DIRECTIONS:
Put each line of the data below into a JSON list of strings, one string per line, skipping blank lines. Leave the pictures out.

Segmentation annotation data
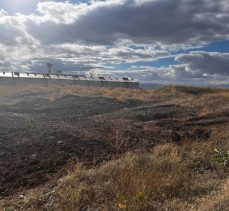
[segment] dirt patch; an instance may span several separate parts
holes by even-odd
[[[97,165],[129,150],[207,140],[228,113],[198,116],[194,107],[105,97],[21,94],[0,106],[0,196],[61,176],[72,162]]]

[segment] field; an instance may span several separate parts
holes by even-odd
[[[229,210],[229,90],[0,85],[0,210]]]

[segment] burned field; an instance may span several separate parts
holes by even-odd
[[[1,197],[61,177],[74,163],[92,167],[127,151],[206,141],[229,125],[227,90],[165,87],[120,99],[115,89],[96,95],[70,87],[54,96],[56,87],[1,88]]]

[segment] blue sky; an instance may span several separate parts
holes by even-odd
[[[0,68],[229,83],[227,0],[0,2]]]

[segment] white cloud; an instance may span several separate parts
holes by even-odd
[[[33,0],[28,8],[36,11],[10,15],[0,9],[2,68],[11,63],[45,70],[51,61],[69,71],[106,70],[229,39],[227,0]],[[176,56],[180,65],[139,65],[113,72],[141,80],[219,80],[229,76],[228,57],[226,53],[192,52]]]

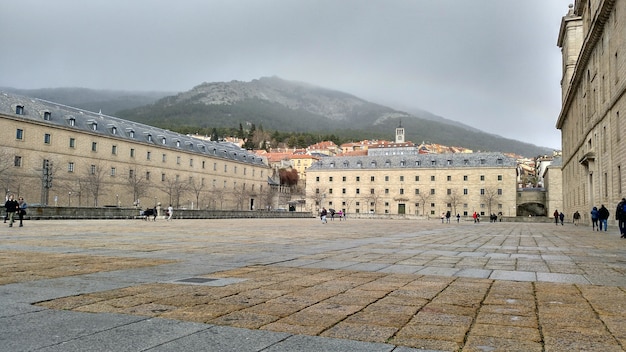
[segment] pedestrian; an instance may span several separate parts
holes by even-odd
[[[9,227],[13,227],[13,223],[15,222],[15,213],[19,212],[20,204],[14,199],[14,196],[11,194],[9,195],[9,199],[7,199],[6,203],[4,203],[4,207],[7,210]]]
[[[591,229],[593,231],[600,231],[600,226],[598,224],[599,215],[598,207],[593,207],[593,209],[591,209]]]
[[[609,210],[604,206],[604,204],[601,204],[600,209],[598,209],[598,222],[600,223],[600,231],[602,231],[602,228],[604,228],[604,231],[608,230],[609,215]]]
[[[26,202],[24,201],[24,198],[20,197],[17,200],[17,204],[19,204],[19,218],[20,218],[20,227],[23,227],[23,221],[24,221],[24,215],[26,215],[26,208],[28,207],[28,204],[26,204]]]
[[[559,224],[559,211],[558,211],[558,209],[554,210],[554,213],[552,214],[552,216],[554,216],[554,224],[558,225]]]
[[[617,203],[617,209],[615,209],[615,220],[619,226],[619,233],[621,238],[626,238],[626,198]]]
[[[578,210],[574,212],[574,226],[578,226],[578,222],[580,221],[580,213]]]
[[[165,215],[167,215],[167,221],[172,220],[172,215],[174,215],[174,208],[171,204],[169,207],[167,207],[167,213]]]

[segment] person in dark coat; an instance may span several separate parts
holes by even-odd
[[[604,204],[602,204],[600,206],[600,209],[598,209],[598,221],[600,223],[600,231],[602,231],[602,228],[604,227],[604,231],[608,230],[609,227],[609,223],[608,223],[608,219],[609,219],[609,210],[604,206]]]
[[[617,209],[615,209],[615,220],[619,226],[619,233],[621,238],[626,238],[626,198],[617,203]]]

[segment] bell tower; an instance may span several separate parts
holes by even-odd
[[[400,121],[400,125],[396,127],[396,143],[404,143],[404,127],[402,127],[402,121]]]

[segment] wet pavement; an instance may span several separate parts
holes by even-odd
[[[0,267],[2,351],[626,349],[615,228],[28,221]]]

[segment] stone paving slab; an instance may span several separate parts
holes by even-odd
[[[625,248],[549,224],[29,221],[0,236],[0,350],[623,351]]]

OUTPUT FOR THIS EXERCISE:
[
  "[segment] dirt patch; an instance may span several separate parts",
  "holes by even-odd",
  "[[[97,165],[129,150],[207,140],[228,113],[198,116],[194,107],[105,97],[21,94],[0,106],[0,196],[61,176],[72,162]]]",
  "[segment] field; an instance may span several separate parts",
  "holes by even-odd",
  "[[[229,210],[229,90],[0,85],[0,210]]]",
  "[segment] burned field; an instance may span several separate parts",
  "holes by even-odd",
  "[[[1,197],[61,177],[74,163],[92,167],[127,151],[206,141],[229,125],[227,90],[165,87],[120,99],[115,89],[96,95],[70,87],[54,96],[56,87],[1,88]]]",
  "[segment] blue sky; an instance may span several separate parts",
  "holes by even-odd",
  "[[[0,68],[229,83],[227,0],[0,2]]]",
  "[segment] white cloud; an instance may span several separate parts",
  "holes by even-odd",
  "[[[33,0],[28,8],[36,11],[10,15],[0,9],[2,68],[11,63],[45,70],[51,61],[69,71],[106,70],[229,39],[227,0]],[[176,56],[180,65],[139,65],[113,72],[141,80],[219,80],[229,76],[228,57],[226,53],[192,52]]]",
  "[segment] pedestrian; an instance may span several separate parts",
  "holes by even-odd",
  "[[[9,227],[13,227],[13,223],[15,222],[15,213],[19,212],[20,204],[14,199],[14,196],[11,194],[9,195],[9,199],[7,199],[6,203],[4,203],[4,207],[7,210]]]",
  "[[[591,229],[593,231],[600,231],[600,226],[598,224],[599,215],[598,207],[593,207],[593,209],[591,209]]]",
  "[[[609,210],[604,206],[604,204],[601,204],[600,209],[598,209],[598,222],[600,223],[600,231],[602,231],[602,228],[604,228],[604,231],[608,230],[609,215]]]",
  "[[[26,202],[24,201],[24,198],[20,197],[17,200],[17,204],[19,204],[19,218],[20,218],[20,227],[23,227],[23,221],[24,221],[24,215],[26,215],[26,208],[28,207],[28,204],[26,204]]]",
  "[[[559,224],[559,211],[558,211],[558,209],[554,210],[554,213],[552,214],[552,216],[554,216],[554,224],[558,225]]]",
  "[[[617,203],[617,209],[615,209],[615,220],[619,226],[619,233],[621,238],[626,238],[626,198]]]",
  "[[[578,210],[574,212],[574,226],[578,226],[578,222],[580,221],[580,213]]]",
  "[[[165,215],[167,215],[167,221],[172,220],[172,215],[174,215],[174,208],[171,204],[169,207],[167,207],[167,213]]]",
  "[segment] person in dark coat; an instance may span several separate parts",
  "holes by even-odd",
  "[[[604,204],[602,204],[600,206],[600,209],[598,209],[598,221],[600,223],[600,231],[602,231],[602,228],[604,227],[604,231],[608,230],[609,227],[609,223],[608,223],[608,219],[609,219],[609,210],[604,206]]]",
  "[[[617,209],[615,209],[615,220],[619,226],[619,233],[621,238],[626,238],[626,198],[617,203]]]",
  "[segment] bell tower; an instance may span several separate parts",
  "holes by even-odd",
  "[[[400,121],[400,125],[396,127],[396,143],[404,143],[404,127],[402,127],[402,121]]]",
  "[segment] wet pavement; an instance may span several separate parts",
  "holes by even-odd",
  "[[[0,267],[2,351],[626,349],[615,228],[28,221]]]",
  "[segment] stone paving slab; an instance may span several separate parts",
  "holes by even-odd",
  "[[[625,248],[549,224],[29,221],[0,236],[0,350],[623,351]]]"
]